= SET TASK =
Put the lines below, from the line with "Category: blue jeans" through the end of the records, into a JSON list of strings with one string per line, leaving out blank lines.

= AVAILABLE RECORDS =
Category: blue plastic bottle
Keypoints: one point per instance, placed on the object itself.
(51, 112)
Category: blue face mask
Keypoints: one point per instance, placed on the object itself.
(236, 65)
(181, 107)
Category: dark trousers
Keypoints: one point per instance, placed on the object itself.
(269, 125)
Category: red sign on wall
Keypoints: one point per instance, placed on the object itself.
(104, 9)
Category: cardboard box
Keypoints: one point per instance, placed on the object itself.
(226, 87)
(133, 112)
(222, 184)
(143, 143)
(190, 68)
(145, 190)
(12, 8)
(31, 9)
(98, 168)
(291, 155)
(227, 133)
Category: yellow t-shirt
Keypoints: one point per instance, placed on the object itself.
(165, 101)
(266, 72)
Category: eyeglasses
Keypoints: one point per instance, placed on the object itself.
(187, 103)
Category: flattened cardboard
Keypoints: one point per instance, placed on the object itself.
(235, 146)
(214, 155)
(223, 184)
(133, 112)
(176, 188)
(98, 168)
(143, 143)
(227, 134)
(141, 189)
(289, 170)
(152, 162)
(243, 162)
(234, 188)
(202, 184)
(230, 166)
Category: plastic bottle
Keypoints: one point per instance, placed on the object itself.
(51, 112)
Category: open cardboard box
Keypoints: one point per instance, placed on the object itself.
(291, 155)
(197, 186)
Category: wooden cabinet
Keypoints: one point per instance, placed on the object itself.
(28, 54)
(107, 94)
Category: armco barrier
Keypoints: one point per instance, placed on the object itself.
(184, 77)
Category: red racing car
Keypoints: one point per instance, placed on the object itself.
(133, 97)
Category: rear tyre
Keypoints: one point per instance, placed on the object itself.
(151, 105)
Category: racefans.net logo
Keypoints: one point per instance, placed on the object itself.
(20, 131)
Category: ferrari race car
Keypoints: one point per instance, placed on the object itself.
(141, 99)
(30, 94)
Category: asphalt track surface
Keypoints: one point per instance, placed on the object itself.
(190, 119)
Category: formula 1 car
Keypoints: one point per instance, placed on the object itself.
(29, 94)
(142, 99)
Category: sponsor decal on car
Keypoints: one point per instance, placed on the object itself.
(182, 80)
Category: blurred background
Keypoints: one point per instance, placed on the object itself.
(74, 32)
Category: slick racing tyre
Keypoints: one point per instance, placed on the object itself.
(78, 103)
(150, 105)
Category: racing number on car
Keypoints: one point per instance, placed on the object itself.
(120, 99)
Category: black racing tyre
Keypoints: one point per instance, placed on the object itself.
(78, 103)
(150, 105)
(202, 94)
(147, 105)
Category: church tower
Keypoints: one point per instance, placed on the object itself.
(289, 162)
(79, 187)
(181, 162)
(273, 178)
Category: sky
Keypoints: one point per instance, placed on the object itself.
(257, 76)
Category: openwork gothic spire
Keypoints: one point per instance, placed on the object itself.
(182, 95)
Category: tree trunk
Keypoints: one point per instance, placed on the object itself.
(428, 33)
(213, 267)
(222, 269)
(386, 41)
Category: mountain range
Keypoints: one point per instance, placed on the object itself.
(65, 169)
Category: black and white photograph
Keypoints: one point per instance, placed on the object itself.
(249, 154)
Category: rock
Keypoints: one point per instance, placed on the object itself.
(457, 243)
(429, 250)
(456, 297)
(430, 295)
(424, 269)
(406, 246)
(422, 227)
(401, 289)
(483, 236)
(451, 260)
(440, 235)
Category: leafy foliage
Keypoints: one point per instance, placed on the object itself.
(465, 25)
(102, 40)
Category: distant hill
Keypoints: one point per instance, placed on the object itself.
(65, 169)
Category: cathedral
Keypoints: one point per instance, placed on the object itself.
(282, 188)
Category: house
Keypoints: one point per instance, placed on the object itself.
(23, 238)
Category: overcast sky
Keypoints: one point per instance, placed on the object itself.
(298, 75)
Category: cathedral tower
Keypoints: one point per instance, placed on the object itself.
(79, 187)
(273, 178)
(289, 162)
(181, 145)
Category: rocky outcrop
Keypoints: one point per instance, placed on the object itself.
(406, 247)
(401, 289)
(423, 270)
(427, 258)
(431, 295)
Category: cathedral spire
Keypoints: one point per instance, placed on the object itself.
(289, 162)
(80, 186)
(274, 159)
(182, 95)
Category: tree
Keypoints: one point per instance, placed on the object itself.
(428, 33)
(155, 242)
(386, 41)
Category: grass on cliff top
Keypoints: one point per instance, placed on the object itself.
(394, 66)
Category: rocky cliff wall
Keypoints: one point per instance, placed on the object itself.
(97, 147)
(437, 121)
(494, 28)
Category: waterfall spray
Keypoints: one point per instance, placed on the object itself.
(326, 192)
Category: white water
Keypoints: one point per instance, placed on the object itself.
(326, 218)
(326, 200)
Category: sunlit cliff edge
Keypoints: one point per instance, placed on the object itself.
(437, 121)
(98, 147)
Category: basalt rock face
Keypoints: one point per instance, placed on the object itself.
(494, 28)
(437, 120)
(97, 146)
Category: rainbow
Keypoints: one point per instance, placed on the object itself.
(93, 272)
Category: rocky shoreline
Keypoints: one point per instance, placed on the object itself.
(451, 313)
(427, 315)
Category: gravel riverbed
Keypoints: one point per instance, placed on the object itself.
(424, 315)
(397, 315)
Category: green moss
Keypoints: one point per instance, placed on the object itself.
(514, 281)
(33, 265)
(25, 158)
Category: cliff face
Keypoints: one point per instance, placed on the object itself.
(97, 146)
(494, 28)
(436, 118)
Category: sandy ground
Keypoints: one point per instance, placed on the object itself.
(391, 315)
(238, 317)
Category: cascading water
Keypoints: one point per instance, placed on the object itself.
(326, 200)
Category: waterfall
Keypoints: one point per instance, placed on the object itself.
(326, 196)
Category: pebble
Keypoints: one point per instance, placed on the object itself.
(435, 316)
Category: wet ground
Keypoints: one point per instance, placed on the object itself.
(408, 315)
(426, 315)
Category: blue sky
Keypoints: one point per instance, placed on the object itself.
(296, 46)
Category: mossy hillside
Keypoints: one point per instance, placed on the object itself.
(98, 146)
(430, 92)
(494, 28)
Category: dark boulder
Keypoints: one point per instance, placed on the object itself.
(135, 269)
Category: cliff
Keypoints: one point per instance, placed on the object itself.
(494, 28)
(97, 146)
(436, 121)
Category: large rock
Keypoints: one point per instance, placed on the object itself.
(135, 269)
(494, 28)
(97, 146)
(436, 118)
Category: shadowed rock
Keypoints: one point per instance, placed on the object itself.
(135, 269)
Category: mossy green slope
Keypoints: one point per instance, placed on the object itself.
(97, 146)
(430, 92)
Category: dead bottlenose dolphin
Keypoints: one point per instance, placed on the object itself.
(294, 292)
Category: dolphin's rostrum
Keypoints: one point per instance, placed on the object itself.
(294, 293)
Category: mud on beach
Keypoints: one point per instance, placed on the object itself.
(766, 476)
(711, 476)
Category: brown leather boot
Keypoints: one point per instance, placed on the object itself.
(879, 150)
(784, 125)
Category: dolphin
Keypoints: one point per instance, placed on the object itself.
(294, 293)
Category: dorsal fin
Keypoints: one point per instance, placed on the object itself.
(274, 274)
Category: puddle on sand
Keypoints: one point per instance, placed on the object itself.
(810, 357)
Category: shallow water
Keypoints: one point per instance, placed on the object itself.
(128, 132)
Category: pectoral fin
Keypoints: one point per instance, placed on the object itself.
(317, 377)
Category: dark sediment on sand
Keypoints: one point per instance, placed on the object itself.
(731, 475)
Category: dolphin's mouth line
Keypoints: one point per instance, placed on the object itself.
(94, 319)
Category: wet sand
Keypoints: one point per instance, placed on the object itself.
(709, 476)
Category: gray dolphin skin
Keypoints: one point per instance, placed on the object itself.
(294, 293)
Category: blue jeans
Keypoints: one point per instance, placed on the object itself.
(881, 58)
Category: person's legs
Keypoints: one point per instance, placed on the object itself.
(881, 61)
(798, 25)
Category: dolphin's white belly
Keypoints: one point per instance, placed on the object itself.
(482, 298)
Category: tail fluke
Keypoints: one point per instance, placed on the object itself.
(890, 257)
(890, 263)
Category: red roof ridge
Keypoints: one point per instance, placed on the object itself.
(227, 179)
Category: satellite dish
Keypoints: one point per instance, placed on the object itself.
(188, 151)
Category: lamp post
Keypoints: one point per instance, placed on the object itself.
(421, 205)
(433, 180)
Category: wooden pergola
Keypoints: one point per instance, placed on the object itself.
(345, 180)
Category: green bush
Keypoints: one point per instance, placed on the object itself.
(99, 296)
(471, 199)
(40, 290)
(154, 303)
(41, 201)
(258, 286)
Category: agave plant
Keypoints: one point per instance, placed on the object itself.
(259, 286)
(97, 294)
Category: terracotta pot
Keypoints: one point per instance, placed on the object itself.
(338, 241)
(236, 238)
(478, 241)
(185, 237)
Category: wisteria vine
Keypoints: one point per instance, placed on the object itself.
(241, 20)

= TASK SOLUTION =
[
  "Category: blue jeans",
  "Keypoints: one point per instance, placed on the object itself.",
  "(881, 58)",
  "Category: person's legs",
  "Keypoints: one point per instance, placed on the object itself.",
  "(881, 61)",
  "(798, 25)",
  "Category: dolphin's white belly",
  "Keypoints: one point per instance, placed on the object itself.",
  "(482, 298)",
  "Category: tail fluke",
  "Keypoints: one point per instance, placed on the object itself.",
  "(890, 257)",
  "(890, 263)",
  "Category: red roof ridge",
  "Keypoints: one point per instance, placed on the object itself.",
  "(227, 179)",
  "Category: satellite dish",
  "Keypoints: one point per instance, placed on the object itself.",
  "(188, 151)",
  "Category: lamp post",
  "Keypoints: one point per instance, placed on the object itself.",
  "(421, 205)",
  "(433, 180)",
  "Category: wooden pergola",
  "Keypoints: one point per instance, placed on the object itself.",
  "(345, 180)",
  "Category: green bush",
  "Keypoints: one point per instance, placed on the object itself.",
  "(99, 296)",
  "(471, 199)",
  "(40, 290)",
  "(154, 303)",
  "(41, 201)",
  "(258, 286)",
  "Category: agave plant",
  "Keypoints: one point per instance, placed on the object itself.",
  "(259, 286)",
  "(97, 294)",
  "Category: terracotta pot",
  "Keypoints: one point per instance, placed on the object itself.",
  "(338, 241)",
  "(236, 238)",
  "(478, 241)",
  "(185, 237)",
  "Category: wisteria vine",
  "Keypoints: one point per instance, placed on the object itself.",
  "(241, 20)"
]